=== Work to complete ===
Return every line of the records below that contains the word "mountain".

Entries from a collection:
━━━━━━━━

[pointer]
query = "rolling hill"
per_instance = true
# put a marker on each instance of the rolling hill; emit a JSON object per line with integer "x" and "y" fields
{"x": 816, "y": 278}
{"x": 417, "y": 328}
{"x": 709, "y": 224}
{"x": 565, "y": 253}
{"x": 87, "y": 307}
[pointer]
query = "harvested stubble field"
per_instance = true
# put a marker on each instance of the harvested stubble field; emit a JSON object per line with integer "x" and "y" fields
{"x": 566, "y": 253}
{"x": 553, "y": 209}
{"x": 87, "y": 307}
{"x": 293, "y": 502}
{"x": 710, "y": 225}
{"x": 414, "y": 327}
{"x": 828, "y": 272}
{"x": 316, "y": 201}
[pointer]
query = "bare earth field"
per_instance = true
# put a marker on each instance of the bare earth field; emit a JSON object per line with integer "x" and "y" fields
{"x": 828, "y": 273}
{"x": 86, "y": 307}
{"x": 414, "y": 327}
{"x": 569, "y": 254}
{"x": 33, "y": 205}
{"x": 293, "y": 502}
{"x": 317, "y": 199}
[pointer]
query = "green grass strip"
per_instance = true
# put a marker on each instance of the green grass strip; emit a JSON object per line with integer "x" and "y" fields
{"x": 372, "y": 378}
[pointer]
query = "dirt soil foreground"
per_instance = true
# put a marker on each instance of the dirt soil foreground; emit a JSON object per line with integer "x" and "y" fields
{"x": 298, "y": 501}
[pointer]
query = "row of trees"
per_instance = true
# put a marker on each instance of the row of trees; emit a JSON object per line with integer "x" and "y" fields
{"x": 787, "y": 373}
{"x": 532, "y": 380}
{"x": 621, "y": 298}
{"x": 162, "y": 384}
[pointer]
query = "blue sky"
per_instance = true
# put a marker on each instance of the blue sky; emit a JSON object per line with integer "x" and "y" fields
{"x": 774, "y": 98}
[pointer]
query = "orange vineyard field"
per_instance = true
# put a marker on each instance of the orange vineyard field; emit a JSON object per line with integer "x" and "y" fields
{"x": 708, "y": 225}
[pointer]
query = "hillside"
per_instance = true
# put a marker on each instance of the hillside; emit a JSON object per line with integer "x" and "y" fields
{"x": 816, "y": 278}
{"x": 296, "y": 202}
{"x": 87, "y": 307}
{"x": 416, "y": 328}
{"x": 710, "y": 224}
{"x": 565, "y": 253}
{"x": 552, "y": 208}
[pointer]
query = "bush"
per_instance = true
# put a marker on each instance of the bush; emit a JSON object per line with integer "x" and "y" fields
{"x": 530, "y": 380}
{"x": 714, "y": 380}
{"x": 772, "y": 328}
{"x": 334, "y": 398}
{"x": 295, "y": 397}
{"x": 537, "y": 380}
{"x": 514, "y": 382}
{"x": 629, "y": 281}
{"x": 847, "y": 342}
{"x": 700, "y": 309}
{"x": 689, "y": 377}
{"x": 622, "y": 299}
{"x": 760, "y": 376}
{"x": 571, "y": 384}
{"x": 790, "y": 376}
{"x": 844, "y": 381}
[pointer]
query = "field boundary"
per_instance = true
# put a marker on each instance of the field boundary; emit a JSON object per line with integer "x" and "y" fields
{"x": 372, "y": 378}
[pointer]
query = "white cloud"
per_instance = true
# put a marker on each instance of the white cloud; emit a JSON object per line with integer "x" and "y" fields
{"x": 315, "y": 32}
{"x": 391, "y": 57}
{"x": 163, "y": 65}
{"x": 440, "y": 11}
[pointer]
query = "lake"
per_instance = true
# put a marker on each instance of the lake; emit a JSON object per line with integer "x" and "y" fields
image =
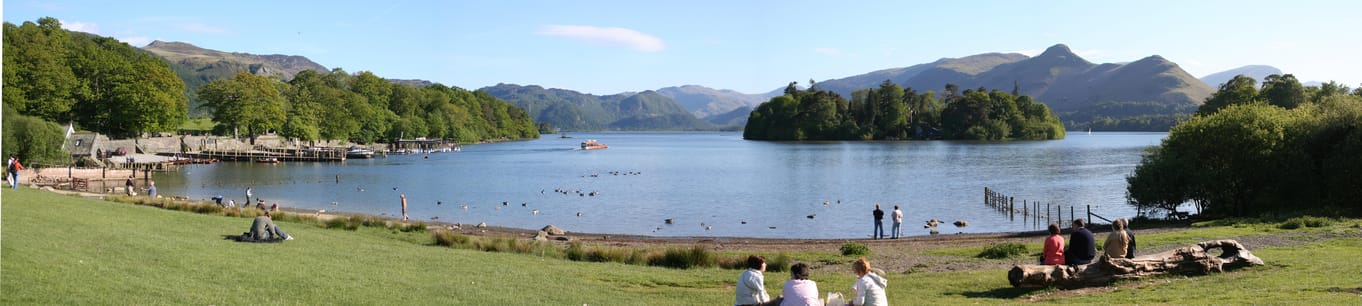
{"x": 710, "y": 184}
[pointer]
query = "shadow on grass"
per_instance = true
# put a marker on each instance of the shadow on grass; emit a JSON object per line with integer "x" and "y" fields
{"x": 1007, "y": 293}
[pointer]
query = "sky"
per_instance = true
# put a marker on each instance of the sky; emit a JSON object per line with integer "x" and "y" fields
{"x": 748, "y": 45}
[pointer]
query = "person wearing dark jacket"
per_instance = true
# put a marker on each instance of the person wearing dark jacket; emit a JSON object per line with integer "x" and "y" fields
{"x": 1129, "y": 249}
{"x": 1082, "y": 245}
{"x": 879, "y": 223}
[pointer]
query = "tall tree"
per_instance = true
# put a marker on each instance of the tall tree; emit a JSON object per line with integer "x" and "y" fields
{"x": 245, "y": 101}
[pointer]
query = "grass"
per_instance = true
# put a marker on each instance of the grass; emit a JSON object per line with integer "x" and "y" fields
{"x": 71, "y": 250}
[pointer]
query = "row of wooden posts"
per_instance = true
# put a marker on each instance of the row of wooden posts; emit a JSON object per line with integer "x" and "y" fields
{"x": 1033, "y": 210}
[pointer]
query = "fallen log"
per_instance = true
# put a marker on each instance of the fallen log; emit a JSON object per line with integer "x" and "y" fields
{"x": 1191, "y": 260}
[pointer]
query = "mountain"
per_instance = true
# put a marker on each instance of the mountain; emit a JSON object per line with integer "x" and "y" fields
{"x": 572, "y": 110}
{"x": 1257, "y": 72}
{"x": 704, "y": 101}
{"x": 1071, "y": 86}
{"x": 196, "y": 65}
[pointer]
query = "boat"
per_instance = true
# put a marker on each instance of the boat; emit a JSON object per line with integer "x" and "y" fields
{"x": 593, "y": 144}
{"x": 358, "y": 153}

━━━━━━━━

=== Right answer ===
query = "mountain"
# put a marker on each instance of the mountain; emit a JSON object per line with integer "x" and "y" fields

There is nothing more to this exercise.